**BRIEF**
Identify every line in the records that contains the string "clicks", and copy each of those lines in full.

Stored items
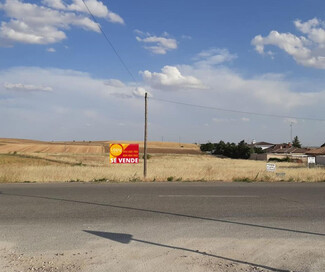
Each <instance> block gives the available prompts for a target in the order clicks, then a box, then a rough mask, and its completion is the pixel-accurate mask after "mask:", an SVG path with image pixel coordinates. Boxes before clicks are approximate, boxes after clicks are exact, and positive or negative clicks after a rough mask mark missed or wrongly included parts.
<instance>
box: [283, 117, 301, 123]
mask: <svg viewBox="0 0 325 272" xmlns="http://www.w3.org/2000/svg"><path fill="white" fill-rule="evenodd" d="M283 122H284V123H287V124H298V120H297V119H295V118H285V119H284V120H283Z"/></svg>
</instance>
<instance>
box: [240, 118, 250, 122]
mask: <svg viewBox="0 0 325 272" xmlns="http://www.w3.org/2000/svg"><path fill="white" fill-rule="evenodd" d="M240 120H242V121H243V122H249V121H250V120H251V119H249V118H247V117H242V118H241V119H240Z"/></svg>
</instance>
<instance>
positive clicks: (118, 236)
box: [84, 230, 289, 272]
mask: <svg viewBox="0 0 325 272" xmlns="http://www.w3.org/2000/svg"><path fill="white" fill-rule="evenodd" d="M84 232H87V233H90V234H93V235H96V236H99V237H102V238H105V239H109V240H112V241H115V242H119V243H122V244H129V243H130V242H132V241H134V242H138V243H143V244H148V245H152V246H159V247H164V248H170V249H175V250H182V251H187V252H191V253H195V254H200V255H203V256H208V257H213V258H218V259H221V260H225V261H229V262H235V263H239V264H244V265H250V266H255V267H258V268H263V269H268V270H270V271H278V272H289V270H283V269H277V268H274V267H269V266H266V265H261V264H256V263H250V262H245V261H241V260H236V259H232V258H227V257H223V256H219V255H215V254H211V253H207V252H203V251H199V250H194V249H189V248H185V247H177V246H170V245H165V244H160V243H155V242H150V241H145V240H139V239H135V238H133V236H132V235H131V234H126V233H114V232H103V231H90V230H84Z"/></svg>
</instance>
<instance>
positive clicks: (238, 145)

**RESULT OF THE EXERCISE**
Each <instance> block gives the available prompts for a target in the order clicks, then a box, then a rough mask, and its completion is the pixel-accurate mask after "mask:", an SVG path with image pixel coordinates. Boxes before clicks are approximate, boxes after clicks are exact, and positive or negative clicks after a rough mask mark missed or wrongly included parts.
positive clicks: (118, 236)
positive clicks: (238, 145)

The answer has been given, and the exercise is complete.